* WHAT TO WORK ON
Using the entries that follow, count the lines containing the word "below" and give that number by itself.

* WORKING DATA

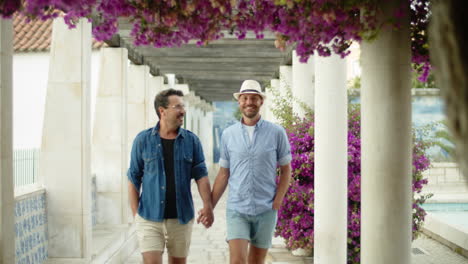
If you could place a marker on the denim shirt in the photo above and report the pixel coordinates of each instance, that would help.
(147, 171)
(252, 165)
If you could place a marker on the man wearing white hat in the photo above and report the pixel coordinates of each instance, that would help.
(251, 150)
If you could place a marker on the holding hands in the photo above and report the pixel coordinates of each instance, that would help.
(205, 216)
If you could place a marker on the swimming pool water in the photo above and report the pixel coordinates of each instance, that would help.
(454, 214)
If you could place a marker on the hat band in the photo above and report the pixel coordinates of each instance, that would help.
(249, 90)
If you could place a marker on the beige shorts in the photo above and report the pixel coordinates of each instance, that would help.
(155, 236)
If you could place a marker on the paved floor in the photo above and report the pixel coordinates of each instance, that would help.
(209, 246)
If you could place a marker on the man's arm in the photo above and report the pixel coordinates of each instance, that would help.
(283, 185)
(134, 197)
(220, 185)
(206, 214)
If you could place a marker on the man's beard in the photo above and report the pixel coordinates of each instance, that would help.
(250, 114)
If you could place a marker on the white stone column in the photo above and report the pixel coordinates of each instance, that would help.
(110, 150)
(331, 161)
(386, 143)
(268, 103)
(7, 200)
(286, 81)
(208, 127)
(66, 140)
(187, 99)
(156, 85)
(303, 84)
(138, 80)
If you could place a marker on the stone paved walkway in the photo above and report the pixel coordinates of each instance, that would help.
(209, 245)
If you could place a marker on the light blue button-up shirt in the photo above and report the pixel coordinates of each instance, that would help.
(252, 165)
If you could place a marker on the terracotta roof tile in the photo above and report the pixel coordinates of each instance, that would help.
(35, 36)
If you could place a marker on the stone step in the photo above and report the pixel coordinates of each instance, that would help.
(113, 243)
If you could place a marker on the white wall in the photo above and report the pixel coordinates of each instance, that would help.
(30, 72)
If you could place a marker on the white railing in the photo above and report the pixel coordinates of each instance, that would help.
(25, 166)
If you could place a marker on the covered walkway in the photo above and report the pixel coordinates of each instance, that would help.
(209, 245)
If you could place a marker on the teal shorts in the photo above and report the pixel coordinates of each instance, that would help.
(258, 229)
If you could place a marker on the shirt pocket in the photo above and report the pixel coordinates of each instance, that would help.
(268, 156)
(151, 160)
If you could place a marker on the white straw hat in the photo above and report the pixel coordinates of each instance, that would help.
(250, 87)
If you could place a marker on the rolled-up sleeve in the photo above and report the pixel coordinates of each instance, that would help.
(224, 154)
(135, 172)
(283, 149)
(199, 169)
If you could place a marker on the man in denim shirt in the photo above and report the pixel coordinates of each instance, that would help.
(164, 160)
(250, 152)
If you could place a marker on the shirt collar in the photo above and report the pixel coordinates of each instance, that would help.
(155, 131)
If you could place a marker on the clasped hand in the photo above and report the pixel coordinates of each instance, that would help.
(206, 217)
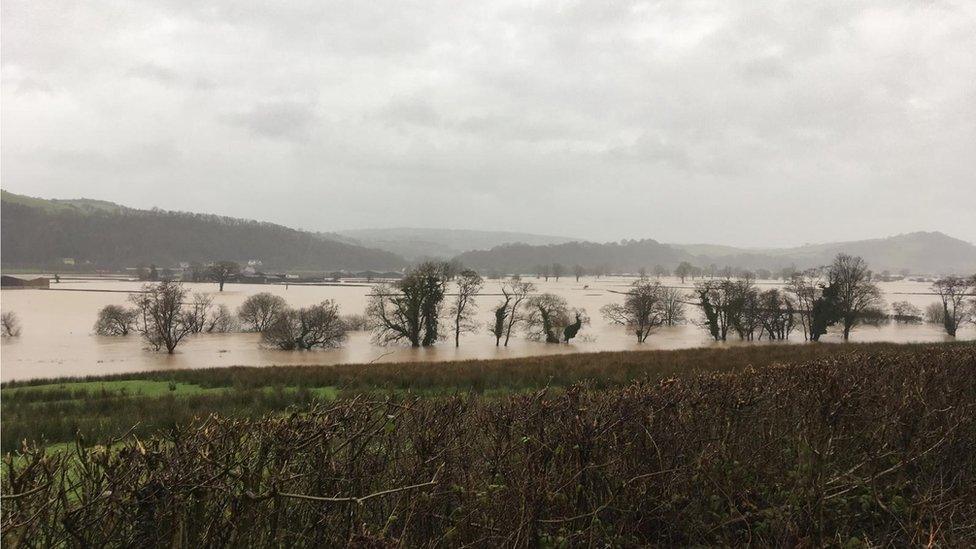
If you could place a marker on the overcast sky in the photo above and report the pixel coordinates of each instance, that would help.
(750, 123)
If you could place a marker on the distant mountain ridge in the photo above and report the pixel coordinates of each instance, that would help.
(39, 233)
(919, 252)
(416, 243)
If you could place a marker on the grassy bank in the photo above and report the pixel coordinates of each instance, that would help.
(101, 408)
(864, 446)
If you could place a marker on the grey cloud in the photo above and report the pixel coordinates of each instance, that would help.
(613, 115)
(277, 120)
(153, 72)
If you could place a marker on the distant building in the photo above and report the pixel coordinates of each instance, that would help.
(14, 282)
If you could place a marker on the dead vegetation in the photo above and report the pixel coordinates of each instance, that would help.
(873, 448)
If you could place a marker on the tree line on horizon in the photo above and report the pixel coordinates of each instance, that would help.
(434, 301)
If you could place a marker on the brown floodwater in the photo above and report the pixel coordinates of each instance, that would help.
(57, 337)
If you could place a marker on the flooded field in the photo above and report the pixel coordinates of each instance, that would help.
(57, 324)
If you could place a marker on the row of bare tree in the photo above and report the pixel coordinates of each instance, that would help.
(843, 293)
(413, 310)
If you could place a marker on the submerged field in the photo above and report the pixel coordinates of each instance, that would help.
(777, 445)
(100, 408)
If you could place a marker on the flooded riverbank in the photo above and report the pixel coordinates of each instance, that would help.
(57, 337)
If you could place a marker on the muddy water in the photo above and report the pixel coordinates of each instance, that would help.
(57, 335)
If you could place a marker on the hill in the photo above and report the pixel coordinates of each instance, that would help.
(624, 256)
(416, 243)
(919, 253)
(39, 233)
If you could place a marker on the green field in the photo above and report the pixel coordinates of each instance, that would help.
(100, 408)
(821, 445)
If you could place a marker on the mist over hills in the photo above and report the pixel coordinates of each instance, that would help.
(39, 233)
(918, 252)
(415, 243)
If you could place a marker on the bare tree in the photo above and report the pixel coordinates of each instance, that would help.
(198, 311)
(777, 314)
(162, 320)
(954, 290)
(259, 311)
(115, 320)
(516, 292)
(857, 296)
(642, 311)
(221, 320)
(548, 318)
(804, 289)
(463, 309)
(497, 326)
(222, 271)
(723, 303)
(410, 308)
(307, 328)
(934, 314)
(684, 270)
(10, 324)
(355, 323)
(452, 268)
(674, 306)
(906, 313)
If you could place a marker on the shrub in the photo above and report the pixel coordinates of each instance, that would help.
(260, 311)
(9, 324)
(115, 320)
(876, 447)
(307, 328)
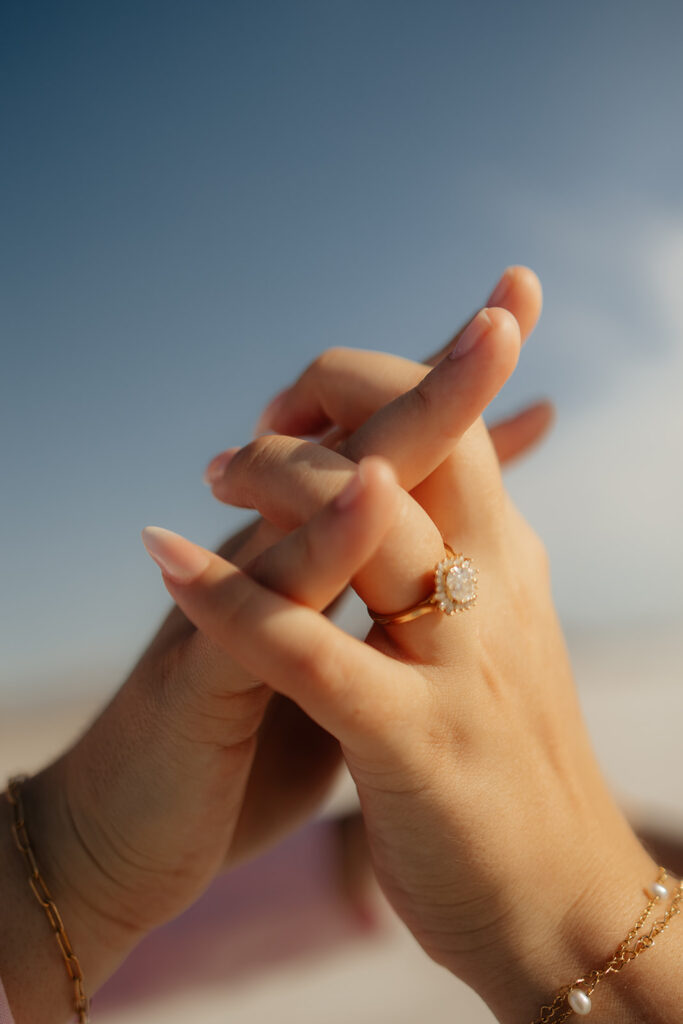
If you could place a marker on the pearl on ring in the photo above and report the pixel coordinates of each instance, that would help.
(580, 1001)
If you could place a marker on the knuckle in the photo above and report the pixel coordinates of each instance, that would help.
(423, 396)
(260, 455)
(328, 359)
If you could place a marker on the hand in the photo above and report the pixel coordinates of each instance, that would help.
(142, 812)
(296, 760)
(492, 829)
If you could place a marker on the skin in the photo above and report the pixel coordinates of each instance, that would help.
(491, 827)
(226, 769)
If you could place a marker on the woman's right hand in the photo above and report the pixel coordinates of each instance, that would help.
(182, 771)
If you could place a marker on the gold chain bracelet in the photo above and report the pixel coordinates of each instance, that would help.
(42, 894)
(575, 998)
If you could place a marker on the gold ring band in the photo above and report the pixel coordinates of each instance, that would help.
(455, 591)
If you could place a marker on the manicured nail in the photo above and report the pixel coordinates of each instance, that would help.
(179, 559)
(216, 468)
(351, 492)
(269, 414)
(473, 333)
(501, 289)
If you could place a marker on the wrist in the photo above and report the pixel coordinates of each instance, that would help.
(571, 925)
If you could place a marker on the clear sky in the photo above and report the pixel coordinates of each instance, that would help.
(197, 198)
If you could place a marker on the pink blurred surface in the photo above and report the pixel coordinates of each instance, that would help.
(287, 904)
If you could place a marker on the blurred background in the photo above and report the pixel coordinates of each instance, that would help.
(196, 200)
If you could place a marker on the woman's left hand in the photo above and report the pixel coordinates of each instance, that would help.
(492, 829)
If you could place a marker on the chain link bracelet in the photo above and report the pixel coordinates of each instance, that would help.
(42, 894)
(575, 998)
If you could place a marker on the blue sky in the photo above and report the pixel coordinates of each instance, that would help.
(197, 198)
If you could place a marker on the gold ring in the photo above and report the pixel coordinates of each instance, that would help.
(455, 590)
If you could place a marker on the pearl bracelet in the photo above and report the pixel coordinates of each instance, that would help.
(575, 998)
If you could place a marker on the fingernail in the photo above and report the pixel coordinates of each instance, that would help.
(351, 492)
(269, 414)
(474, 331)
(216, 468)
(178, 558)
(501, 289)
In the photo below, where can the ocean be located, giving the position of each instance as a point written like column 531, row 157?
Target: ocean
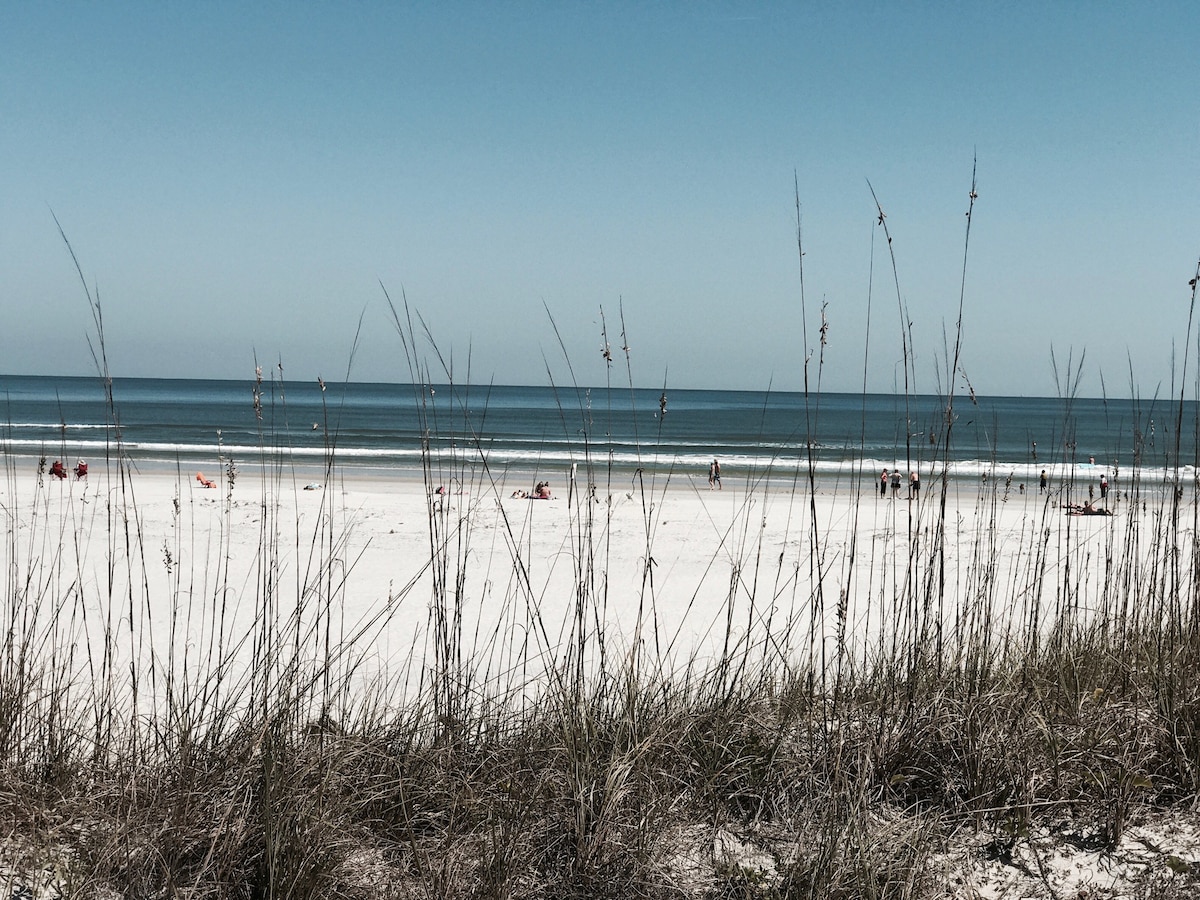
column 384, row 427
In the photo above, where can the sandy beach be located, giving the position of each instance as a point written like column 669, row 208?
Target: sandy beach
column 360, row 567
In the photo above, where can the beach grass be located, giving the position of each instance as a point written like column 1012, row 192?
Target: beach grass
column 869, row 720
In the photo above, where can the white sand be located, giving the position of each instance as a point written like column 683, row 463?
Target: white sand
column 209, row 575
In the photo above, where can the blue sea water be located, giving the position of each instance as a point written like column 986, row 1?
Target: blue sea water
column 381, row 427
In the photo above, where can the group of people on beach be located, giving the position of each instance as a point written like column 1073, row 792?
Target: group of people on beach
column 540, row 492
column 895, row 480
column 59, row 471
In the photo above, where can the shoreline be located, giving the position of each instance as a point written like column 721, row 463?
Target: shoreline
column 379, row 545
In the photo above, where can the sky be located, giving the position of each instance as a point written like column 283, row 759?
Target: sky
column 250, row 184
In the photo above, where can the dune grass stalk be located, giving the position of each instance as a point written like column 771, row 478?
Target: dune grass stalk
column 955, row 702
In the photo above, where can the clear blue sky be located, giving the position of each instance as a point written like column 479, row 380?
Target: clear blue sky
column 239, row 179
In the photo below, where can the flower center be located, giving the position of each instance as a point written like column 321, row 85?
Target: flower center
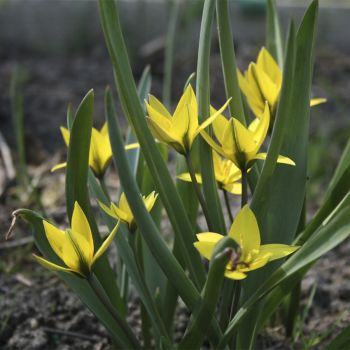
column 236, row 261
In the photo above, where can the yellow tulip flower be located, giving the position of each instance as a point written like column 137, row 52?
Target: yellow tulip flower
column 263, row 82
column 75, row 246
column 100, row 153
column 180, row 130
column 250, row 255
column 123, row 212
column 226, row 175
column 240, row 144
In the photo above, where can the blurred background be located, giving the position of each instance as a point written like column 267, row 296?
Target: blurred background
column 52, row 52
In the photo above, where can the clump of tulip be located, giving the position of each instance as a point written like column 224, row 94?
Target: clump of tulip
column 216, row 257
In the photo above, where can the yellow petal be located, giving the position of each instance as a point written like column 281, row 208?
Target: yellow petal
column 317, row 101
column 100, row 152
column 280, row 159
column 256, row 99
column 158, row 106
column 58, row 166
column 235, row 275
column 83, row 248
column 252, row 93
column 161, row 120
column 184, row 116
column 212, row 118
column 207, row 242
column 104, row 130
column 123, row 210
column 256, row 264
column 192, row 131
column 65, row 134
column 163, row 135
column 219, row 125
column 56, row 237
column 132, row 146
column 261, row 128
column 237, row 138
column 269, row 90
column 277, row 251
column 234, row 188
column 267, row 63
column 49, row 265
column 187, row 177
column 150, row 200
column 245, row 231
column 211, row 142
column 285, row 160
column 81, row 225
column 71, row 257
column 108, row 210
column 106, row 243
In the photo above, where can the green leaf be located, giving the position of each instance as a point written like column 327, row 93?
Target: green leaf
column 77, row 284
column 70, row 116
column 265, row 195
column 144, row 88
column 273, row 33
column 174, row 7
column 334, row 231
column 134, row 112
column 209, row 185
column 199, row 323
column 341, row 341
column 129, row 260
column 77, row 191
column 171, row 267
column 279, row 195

* ANSWER SPACE
2